DATA TO PROCESS ::
----------
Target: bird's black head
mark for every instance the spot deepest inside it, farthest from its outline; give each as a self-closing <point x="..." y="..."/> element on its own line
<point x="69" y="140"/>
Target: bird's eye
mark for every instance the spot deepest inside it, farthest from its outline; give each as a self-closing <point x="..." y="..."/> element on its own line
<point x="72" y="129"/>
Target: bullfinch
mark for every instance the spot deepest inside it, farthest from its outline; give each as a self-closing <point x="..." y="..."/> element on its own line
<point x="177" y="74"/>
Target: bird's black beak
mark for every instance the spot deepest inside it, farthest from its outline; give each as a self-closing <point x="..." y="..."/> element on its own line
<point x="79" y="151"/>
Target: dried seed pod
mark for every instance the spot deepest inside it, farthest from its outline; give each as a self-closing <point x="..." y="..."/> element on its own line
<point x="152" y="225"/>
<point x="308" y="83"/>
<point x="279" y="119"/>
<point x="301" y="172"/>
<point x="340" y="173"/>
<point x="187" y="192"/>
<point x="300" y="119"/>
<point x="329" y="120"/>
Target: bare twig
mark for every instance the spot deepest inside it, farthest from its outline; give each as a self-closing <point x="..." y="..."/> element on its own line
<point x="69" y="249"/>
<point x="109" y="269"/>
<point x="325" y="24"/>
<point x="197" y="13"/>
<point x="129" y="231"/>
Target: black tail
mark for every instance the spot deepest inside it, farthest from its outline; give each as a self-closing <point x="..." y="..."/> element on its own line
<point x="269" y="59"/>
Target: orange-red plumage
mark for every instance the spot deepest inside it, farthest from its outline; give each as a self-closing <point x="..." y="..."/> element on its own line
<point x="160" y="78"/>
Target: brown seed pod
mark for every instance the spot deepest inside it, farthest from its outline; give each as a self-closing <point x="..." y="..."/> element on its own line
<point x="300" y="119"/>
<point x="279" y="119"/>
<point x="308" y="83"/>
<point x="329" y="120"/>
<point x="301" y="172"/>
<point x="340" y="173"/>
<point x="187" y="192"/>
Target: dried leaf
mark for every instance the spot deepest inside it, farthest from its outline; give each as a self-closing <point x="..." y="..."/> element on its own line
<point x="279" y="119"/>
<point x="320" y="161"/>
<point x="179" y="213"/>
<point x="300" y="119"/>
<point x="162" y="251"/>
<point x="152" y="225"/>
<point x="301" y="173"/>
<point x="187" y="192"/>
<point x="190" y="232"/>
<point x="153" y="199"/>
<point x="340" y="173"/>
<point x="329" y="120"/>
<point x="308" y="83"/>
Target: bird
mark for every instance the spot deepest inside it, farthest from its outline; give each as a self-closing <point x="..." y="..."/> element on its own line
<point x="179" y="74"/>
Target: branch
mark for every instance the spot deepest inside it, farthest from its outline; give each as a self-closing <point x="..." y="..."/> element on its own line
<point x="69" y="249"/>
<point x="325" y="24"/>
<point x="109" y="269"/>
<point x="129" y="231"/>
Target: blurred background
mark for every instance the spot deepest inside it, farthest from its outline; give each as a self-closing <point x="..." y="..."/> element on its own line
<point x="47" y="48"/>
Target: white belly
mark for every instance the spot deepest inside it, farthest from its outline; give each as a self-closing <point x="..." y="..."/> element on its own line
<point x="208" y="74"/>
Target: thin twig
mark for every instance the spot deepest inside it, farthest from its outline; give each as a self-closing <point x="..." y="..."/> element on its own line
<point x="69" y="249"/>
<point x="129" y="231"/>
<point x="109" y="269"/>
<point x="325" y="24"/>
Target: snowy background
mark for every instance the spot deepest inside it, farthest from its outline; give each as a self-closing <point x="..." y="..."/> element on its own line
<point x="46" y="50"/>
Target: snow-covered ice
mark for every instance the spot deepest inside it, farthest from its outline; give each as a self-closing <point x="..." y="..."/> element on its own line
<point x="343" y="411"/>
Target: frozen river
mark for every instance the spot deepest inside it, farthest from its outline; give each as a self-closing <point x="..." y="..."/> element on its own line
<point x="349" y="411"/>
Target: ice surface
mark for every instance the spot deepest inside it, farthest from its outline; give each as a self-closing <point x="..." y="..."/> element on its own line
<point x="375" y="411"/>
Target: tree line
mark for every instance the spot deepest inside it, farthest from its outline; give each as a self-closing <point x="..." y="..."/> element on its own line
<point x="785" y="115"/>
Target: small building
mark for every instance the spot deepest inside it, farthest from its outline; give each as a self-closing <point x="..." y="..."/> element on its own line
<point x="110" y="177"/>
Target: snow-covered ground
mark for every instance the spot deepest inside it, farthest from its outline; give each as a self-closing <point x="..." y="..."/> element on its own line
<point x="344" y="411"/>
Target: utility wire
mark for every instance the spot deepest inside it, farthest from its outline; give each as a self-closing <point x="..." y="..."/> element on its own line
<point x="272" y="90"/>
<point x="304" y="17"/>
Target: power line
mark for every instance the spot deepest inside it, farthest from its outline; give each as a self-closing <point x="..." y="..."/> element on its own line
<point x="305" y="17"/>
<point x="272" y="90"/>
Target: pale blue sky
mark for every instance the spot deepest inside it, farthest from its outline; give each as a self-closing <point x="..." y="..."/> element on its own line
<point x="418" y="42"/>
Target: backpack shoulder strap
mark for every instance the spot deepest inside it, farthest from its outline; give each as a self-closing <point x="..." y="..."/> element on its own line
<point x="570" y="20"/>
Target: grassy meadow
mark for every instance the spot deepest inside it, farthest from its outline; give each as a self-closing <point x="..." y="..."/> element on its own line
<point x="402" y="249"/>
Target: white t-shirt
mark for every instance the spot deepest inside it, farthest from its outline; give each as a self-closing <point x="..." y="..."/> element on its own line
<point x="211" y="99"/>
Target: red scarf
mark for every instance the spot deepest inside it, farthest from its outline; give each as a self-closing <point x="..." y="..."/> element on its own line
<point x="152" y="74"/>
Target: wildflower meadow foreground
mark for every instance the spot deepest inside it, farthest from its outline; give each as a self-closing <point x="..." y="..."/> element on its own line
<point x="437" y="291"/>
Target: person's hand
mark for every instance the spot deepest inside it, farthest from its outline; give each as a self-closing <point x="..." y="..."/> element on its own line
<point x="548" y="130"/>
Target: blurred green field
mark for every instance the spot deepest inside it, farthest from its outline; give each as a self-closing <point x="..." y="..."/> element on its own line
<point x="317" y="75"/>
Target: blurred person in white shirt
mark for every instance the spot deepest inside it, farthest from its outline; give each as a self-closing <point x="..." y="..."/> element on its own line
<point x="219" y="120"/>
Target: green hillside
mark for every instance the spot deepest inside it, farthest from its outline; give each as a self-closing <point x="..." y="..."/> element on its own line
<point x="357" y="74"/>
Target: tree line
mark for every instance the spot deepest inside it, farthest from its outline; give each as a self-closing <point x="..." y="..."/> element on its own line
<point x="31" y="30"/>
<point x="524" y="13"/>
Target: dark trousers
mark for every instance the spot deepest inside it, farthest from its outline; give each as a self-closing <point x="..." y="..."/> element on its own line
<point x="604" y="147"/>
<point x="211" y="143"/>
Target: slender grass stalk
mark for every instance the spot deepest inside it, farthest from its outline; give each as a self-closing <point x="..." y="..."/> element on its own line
----------
EXERCISE GOAL ::
Rewrite every item above as a numbered list with one line per number, and leave out any blank lines.

SOLUTION BELOW ::
1. Target: bird's black head
2. mark for every instance the spot deepest inside it, farthest from its outline; give each as a self-closing <point x="..." y="..."/> element on its own line
3. <point x="69" y="140"/>
4. Target: bird's eye
5. mark for every instance the spot deepest inside it, farthest from its outline; give each as a self-closing <point x="..." y="..."/> element on its own line
6. <point x="72" y="129"/>
7. Target: bullfinch
8. mark for every instance the spot deepest inside it, farthest from its outline; give each as a self-closing <point x="..." y="..."/> element on its own line
9. <point x="177" y="74"/>
10. Target: bird's black beak
11. mark for every instance the spot deepest inside it, farthest from its outline; give each as a self-closing <point x="..." y="..."/> element on its own line
12. <point x="79" y="151"/>
13. Target: dried seed pod
14. mark for every instance the spot deepest inside it, farthest from its outline; give each as a self-closing <point x="..." y="..."/> element on its own line
15. <point x="152" y="225"/>
16. <point x="308" y="83"/>
17. <point x="279" y="119"/>
18. <point x="301" y="172"/>
19. <point x="340" y="173"/>
20. <point x="187" y="192"/>
21. <point x="300" y="119"/>
22. <point x="329" y="120"/>
23. Target: bare twig
24. mark for every instance the spot deepest inside it, farthest from its outline; give each as a self-closing <point x="..." y="..."/> element on its own line
25. <point x="69" y="249"/>
26. <point x="109" y="269"/>
27. <point x="325" y="24"/>
28. <point x="197" y="13"/>
29. <point x="129" y="231"/>
30. Target: black tail
31. mark for every instance the spot deepest inside it, farthest from its outline; give each as a self-closing <point x="..." y="..."/> element on its own line
32. <point x="269" y="59"/>
33. Target: orange-red plumage
34. mark for every instance the spot deepest inside it, farthest from its outline; give each as a self-closing <point x="..." y="..."/> element on its own line
35. <point x="160" y="78"/>
36. Target: brown seed pod
37. mark for every instance the spot deepest inside it, farthest from its outline; give each as a self-closing <point x="..." y="..."/> element on its own line
38. <point x="300" y="119"/>
39. <point x="279" y="119"/>
40. <point x="308" y="83"/>
41. <point x="329" y="120"/>
42. <point x="301" y="172"/>
43. <point x="340" y="173"/>
44. <point x="187" y="192"/>
45. Target: dried leaf
46. mark for every instance the spot deepest inside it, farthest from its outline; give each as a self-closing <point x="..." y="..."/> element on its own line
47. <point x="279" y="119"/>
48. <point x="320" y="161"/>
49. <point x="179" y="213"/>
50. <point x="300" y="119"/>
51. <point x="162" y="251"/>
52. <point x="152" y="225"/>
53. <point x="301" y="173"/>
54. <point x="187" y="192"/>
55. <point x="190" y="232"/>
56. <point x="153" y="199"/>
57. <point x="340" y="173"/>
58. <point x="329" y="120"/>
59. <point x="308" y="83"/>
60. Target: bird
61. mark for every instance the spot deepest inside it, farthest from its outline; give each as a self-closing <point x="..." y="..."/> element on its own line
62. <point x="179" y="74"/>
63. Target: branch
64. mark for every instance the spot deepest inside it, farthest from its outline; give each as a self-closing <point x="..." y="..."/> element on its own line
65. <point x="69" y="249"/>
66. <point x="325" y="24"/>
67. <point x="109" y="269"/>
68. <point x="129" y="231"/>
69. Target: blurred background
70. mark for every instance the spot deepest inside it, farthest from its outline; give each as a self-closing <point x="..." y="..."/> element on its own line
71. <point x="47" y="48"/>
72. Target: white belly
73. mark for every instance the spot deepest inside it, farthest from its outline; give each as a self-closing <point x="..." y="..."/> element on its own line
74. <point x="208" y="74"/>
75. Target: thin twig
76. mark for every instance the spot deepest inside it, farthest from its outline; give each as a self-closing <point x="..." y="..."/> element on its own line
77. <point x="69" y="249"/>
78. <point x="129" y="231"/>
79. <point x="109" y="269"/>
80. <point x="325" y="24"/>
81. Target: snowy background
82. mark for every instance the spot deepest inside it, farthest from its outline; give each as a self-closing <point x="..." y="..."/> element on its own line
83. <point x="46" y="50"/>
84. Target: snow-covered ice
85. mark for every instance the spot deepest inside it, farthest from its outline; give each as a self-closing <point x="..." y="..."/> element on its own line
86. <point x="343" y="411"/>
87. Target: frozen river
88. mark for every instance the spot deepest inside it, farthest from its outline; give each as a self-closing <point x="..." y="..."/> element on its own line
89. <point x="349" y="411"/>
90. Target: ice surface
91. mark for every instance the spot deepest inside it, farthest from its outline; give each as a self-closing <point x="..." y="..."/> element on its own line
92. <point x="375" y="411"/>
93. Target: tree line
94. mark for every instance the spot deepest inside it, farthest from its outline; give each as a self-closing <point x="..." y="..."/> element on its own line
95. <point x="785" y="115"/>
96. Target: small building
97. mark for every instance the spot deepest inside it, farthest from its outline; give each as a self-closing <point x="..." y="..."/> element on its own line
98. <point x="110" y="177"/>
99. Target: snow-covered ground
100. mark for every instance the spot deepest inside it, farthest from its outline; give each as a self-closing <point x="..." y="..."/> element on its own line
101. <point x="344" y="411"/>
102. Target: utility wire
103. mark for every instance the spot deepest inside it, farthest from its outline; give each as a self-closing <point x="..." y="..."/> element on its own line
104. <point x="272" y="90"/>
105. <point x="304" y="17"/>
106. Target: power line
107. mark for every instance the spot deepest inside it, farthest from its outline; give each as a self-closing <point x="..." y="..."/> element on its own line
108. <point x="305" y="17"/>
109. <point x="272" y="90"/>
110. Target: pale blue sky
111. mark for every instance the spot deepest inside it, farthest from its outline; give each as a self-closing <point x="..." y="..."/> element on its own line
112. <point x="418" y="42"/>
113. Target: backpack shoulder strap
114. mark for every instance the spot deepest inside it, farthest from its outline; give each as a self-closing <point x="..." y="..."/> element on its own line
115. <point x="570" y="20"/>
116. Target: grassy meadow
117. mark for every instance the spot deepest inside it, farthest from its outline; give each as a self-closing <point x="..." y="..."/> element on its own line
118. <point x="402" y="249"/>
119. Target: white t-shirt
120. mark for every instance the spot deepest inside it, farthest from its outline; give each as a self-closing <point x="..." y="..."/> element on its own line
121. <point x="211" y="99"/>
122. Target: red scarf
123. mark for every instance the spot deepest inside it, farthest from its outline; give each as a self-closing <point x="..." y="..."/> element on its own line
124. <point x="152" y="74"/>
125. Target: wildflower meadow foreground
126. mark for every instance the spot deepest inside it, farthest from its outline; give each as a self-closing <point x="..." y="..."/> element on its own line
127. <point x="437" y="291"/>
128. Target: person's hand
129. mark for every instance the spot deepest inside it, farthest from its outline; give each as a self-closing <point x="..." y="..."/> element on its own line
130. <point x="548" y="130"/>
131. Target: blurred green field
132. mark for every instance the spot deepest inside it, farthest from its outline; give each as a self-closing <point x="..." y="..."/> element on its own line
133. <point x="317" y="75"/>
134. Target: blurred person in white shirt
135. mark for every instance the spot deepest inside it, farthest from its outline; give each as a self-closing <point x="..." y="..."/> element on its own line
136. <point x="219" y="120"/>
137. Target: green hillside
138. mark for every instance the spot deepest inside it, farthest from its outline; give each as a self-closing <point x="..." y="..."/> element on its own line
139. <point x="357" y="74"/>
140. Target: tree line
141. mark for every instance the spot deepest inside it, farthest from its outline; give each as a self-closing <point x="..." y="..."/> element on its own line
142. <point x="31" y="30"/>
143. <point x="524" y="13"/>
144. Target: dark trousers
145. mark for every instance the spot deepest inside it, farthest from its outline; give each as a self-closing <point x="..." y="..."/> element on its own line
146. <point x="604" y="147"/>
147. <point x="211" y="143"/>
148. Target: slender grass stalk
149. mark for every instance the spot deepest inside it, farthest from its outline; give each as a self-closing <point x="..." y="..."/> element on its own line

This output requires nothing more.